-- START Article --
The main conclusions about the contributions/impacts of emissions to/on the concentrations of fine PM and its secondary components, established in this paper for the region of Central Europe and the selected large cities, can be briefly summarized as follows:

  • In general, the average seasonal/daily absolute/relative contributions of emissions to the concentration of PM2.5 and its secondary components are strongly spatially and temporally conditioned. The same goes for their corresponding impacts.

  • In the winter seasons, the average seasonal absolute contribution from other stationary combustion dominates most of the region's territory except for its western areas, followed by emissions from boundary conditions, road transport, agriculture–livestock, industrial sources, and agriculture–other. Their domain-wide averages are 3.2, 2.1, 1.4, 0.9, 0.6, and 0.5 µg m−3, respectively. In the summer seasons, the average seasonal absolute contribution from biogenic emissions dominates most of the region's territory, followed by emissions from road transport, industrial sources, boundary conditions, and other stationary combustion. Their domain-wide averages are 0.57, 0.31, 0.28, 0.27, and 0.25 µg m−3, respectively. The highest daily contributions to the average daily PM2.5 concentration, occurring during episodes of elevated PM2.5 levels in all the cities, especially in the winter months, are predominantly produced by emissions from other stationary combustion, followed by emissions from road transport. The three highest seasonal averages of the average daily absolute contributions to PM2.5 concentration during the winter seasons in all the cities are caused by emissions from other stationary combustion, road transport, and boundary conditions, with the order depending on the specific city. During the summer seasons, they are caused by emissions from industrial sources, road transport, other stationary combustion, or biogenic emissions, depending on the specific city. The main contributors to the average seasonal concentration of PNH4 in both seasons are NH3 emissions from agriculture–livestock and agriculture–other. NOx emissions from boundary conditions and road traffic are the main contributors to the average seasonal concentrations of PNO3 in both seasons. The main contributors to the average seasonal concentration of PSO4 during the winter seasons are SO2 emissions from other stationary combustion, power plants, and industrial sources, while during the summer seasons, they are mainly emissions from power plants, industrial sources, and shipping. Finally, VOC and IVOC emissions from other stationary combustion are the main contributors to the average seasonal concentration of SOA during winter seasons, while BVOC emissions are such contributors during the summer seasons.
-- END Article --
Stated problem 1:
Select every line in the records below that contains the string "background", matching case exactly.
-- START Data excerpts --
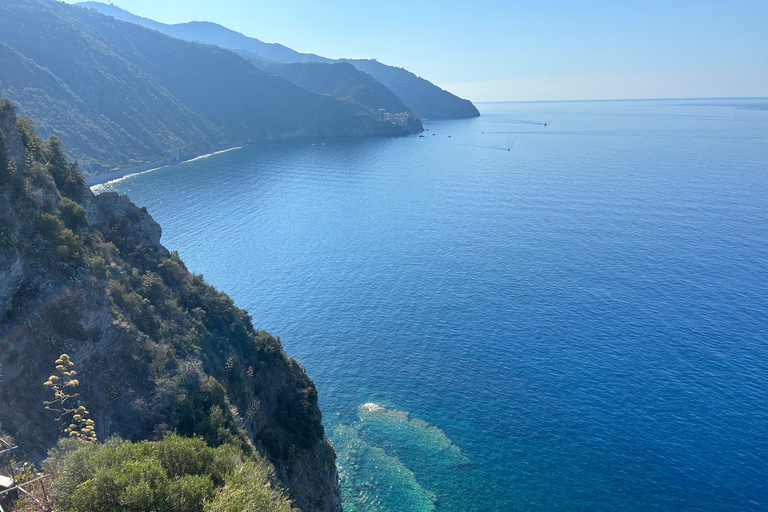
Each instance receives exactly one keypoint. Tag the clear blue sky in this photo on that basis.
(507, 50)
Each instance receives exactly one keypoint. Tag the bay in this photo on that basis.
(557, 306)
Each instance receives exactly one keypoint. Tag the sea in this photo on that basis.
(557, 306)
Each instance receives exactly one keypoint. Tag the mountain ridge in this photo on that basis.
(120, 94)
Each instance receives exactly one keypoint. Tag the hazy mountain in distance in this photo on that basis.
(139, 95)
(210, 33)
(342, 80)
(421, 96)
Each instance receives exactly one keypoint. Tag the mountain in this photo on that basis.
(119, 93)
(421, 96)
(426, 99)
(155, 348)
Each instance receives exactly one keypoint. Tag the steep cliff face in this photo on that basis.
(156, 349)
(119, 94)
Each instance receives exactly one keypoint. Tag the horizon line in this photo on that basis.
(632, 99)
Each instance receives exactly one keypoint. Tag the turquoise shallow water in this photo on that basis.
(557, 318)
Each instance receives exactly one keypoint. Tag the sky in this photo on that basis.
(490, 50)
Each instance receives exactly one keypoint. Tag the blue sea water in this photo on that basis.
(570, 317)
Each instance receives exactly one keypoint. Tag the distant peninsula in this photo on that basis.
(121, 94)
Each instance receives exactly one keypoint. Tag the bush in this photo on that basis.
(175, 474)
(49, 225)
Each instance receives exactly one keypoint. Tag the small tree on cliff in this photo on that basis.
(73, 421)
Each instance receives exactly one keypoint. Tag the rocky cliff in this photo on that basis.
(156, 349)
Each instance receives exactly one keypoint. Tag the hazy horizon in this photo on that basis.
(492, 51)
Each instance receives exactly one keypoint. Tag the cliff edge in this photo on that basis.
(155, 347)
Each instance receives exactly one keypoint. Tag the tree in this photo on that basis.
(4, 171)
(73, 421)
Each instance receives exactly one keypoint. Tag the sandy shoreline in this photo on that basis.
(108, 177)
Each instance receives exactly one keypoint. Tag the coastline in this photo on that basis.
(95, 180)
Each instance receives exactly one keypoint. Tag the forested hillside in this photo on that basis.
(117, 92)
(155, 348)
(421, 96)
-- END Data excerpts --
-- START Data excerpts --
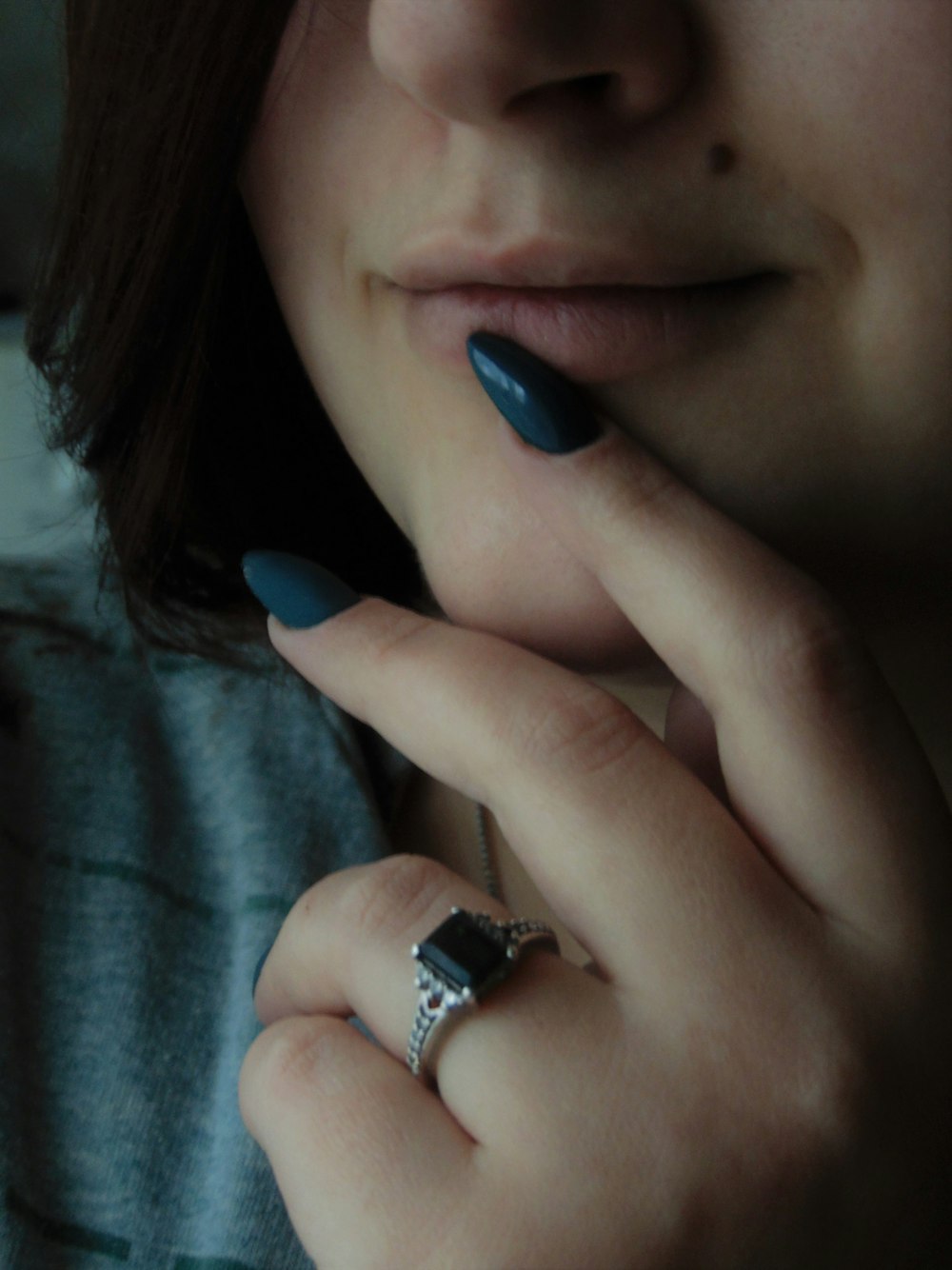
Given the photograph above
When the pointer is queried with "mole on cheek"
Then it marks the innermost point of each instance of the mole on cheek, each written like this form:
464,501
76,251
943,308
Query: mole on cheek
-- END Data excerpts --
-- START Data excerpts --
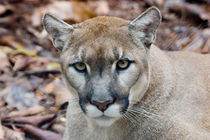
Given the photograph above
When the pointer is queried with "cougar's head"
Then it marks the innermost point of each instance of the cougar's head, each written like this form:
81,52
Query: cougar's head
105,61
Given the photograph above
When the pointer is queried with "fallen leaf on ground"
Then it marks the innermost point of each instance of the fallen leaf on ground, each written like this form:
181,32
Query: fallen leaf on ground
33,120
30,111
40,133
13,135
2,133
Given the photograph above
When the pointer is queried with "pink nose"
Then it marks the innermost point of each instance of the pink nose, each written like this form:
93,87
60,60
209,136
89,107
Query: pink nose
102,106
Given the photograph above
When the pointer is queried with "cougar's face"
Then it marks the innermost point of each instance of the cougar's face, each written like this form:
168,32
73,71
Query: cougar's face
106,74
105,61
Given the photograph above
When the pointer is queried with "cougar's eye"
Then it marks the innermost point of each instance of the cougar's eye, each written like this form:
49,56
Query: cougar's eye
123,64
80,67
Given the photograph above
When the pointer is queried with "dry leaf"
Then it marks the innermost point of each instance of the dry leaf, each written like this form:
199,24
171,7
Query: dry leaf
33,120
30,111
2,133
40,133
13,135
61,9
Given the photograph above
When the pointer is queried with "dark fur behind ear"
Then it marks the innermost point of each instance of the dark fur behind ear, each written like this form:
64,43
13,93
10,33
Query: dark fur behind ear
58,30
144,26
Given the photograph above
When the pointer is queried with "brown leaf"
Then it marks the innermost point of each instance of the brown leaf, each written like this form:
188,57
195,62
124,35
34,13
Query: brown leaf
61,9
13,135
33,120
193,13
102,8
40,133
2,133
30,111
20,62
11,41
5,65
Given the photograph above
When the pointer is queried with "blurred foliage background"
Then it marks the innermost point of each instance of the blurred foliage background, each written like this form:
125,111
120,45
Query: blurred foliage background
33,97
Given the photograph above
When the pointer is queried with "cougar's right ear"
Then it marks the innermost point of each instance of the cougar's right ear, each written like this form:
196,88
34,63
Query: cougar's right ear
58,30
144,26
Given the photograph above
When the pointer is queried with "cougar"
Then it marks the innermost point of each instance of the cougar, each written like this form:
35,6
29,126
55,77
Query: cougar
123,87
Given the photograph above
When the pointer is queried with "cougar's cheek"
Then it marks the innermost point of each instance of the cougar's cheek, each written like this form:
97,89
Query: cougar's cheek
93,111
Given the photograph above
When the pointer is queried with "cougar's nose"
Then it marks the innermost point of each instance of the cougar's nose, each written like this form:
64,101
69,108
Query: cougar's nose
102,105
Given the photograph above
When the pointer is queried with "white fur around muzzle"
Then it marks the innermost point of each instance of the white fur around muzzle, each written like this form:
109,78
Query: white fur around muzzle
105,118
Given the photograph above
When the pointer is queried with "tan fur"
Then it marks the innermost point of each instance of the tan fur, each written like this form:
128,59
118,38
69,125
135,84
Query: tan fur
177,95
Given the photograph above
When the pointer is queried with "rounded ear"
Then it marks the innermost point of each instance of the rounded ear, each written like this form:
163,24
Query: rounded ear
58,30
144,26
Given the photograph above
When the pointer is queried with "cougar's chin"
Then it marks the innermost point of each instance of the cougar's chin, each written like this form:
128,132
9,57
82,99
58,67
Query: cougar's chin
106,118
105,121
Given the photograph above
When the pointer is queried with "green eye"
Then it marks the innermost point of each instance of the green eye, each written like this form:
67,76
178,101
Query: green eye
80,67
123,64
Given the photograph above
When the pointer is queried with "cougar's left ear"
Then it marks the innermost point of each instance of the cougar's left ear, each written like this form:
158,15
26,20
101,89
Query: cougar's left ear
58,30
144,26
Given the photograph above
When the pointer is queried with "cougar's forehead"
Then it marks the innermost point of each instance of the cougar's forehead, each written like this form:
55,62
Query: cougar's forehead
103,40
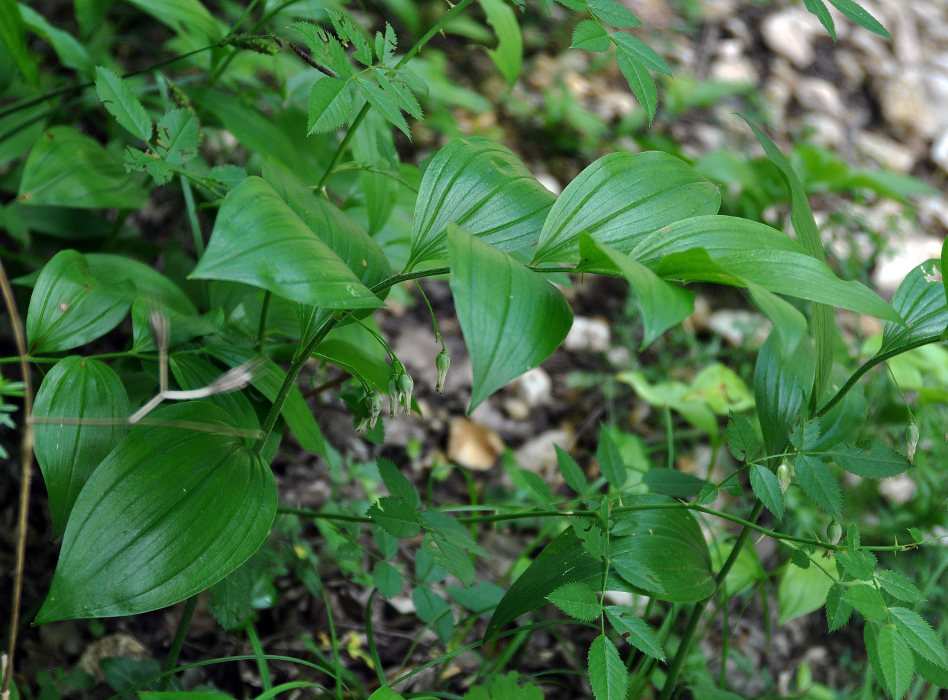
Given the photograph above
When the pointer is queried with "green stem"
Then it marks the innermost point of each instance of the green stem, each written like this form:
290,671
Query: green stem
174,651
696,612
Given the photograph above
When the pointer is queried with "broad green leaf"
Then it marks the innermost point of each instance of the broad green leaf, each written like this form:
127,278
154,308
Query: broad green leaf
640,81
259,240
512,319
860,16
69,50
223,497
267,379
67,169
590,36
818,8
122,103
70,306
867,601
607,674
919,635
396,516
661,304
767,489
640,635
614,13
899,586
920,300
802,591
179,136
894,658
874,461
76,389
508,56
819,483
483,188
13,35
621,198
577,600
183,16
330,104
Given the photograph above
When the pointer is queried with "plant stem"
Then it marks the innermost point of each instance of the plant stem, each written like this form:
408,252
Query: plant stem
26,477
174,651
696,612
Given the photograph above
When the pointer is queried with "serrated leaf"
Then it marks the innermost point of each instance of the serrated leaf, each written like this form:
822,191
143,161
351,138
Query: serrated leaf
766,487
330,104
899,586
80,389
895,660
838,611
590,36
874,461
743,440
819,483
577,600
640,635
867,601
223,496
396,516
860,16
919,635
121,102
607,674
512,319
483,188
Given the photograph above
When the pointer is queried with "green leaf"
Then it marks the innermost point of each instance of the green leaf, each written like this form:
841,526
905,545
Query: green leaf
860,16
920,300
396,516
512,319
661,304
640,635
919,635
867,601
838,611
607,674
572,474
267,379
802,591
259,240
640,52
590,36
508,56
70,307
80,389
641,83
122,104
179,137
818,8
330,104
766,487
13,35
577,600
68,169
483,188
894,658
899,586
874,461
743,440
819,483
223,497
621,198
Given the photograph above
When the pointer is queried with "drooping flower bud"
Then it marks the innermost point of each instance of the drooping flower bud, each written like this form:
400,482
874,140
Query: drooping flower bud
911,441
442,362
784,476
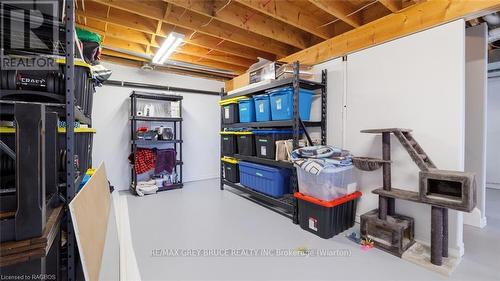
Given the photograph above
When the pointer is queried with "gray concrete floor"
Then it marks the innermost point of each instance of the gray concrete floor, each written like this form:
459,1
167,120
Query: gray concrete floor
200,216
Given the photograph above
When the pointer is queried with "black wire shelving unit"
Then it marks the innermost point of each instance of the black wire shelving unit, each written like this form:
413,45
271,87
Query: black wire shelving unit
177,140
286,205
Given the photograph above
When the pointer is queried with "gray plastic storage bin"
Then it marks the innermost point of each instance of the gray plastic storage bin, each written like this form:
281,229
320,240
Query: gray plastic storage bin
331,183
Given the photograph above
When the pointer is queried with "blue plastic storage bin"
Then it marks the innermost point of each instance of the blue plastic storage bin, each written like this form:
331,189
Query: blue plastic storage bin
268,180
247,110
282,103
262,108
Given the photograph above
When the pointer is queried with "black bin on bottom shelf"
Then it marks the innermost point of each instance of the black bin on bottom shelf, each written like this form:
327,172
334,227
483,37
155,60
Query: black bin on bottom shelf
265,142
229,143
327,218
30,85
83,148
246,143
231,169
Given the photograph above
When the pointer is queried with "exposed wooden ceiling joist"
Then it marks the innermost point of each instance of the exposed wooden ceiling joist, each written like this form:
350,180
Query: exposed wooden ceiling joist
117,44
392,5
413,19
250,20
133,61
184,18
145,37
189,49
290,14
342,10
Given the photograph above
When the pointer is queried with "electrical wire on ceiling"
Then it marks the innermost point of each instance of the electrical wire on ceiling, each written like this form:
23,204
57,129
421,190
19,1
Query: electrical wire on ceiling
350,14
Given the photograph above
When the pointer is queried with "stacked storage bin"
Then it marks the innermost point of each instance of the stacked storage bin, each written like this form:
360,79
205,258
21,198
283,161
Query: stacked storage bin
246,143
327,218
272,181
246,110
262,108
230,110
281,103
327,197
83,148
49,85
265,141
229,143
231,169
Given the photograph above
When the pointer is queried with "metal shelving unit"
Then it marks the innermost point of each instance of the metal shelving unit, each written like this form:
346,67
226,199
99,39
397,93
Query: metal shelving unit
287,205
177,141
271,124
-- END Data excerpts --
Stated problem 2:
Carry on the summary of emission contributions to fine particulate matter in Central Europe from the point where it stops.

Task output 1:
When the pointer is queried with "blurred foliage background"
Then it marks the innermost point of each instance of the blurred foliage background, each written like this form:
Query: blurred foliage background

Task output 2:
  • In contrast, the most enormous average seasonal absolute impacts on PM2.5 concentration caused by anthropogenic emissions in the SOAP experiment during the winter seasons are those from other stationary combustion, agriculture–livestock, road transport, agriculture–other, and industrial sources. Their domain-wide averages are 3.4, 2.9, 1.4, 1.1, and 0.6 µg m−3, respectively. During the summer seasons, among such impacts are those from agriculture–livestock, road transport, industrial sources, other stationary combustion, and shipping. Their domain-wide averages are 0.46, 0.45, 0.34, 0.29, and 0.20 µg m−3, respectively. Further, the sectors whose emissions cause the highest daily impacts on PM2.5 concentration in the cities are primarily other stationary combustion and agriculture–livestock, followed by road transport or agriculture–other, with their specific order depending on the specific city. The three highest seasonal averages of the average daily impacts on PM2.5 concentration during the winter seasons in the cities are rendered by emissions from other stationary combustion, agriculture–livestock, and road transport, while among the three highest such averages during the summer seasons are those generated by emissions from industrial sources, road transport, agriculture–livestock, and other stationary combustion, depending on the specific city.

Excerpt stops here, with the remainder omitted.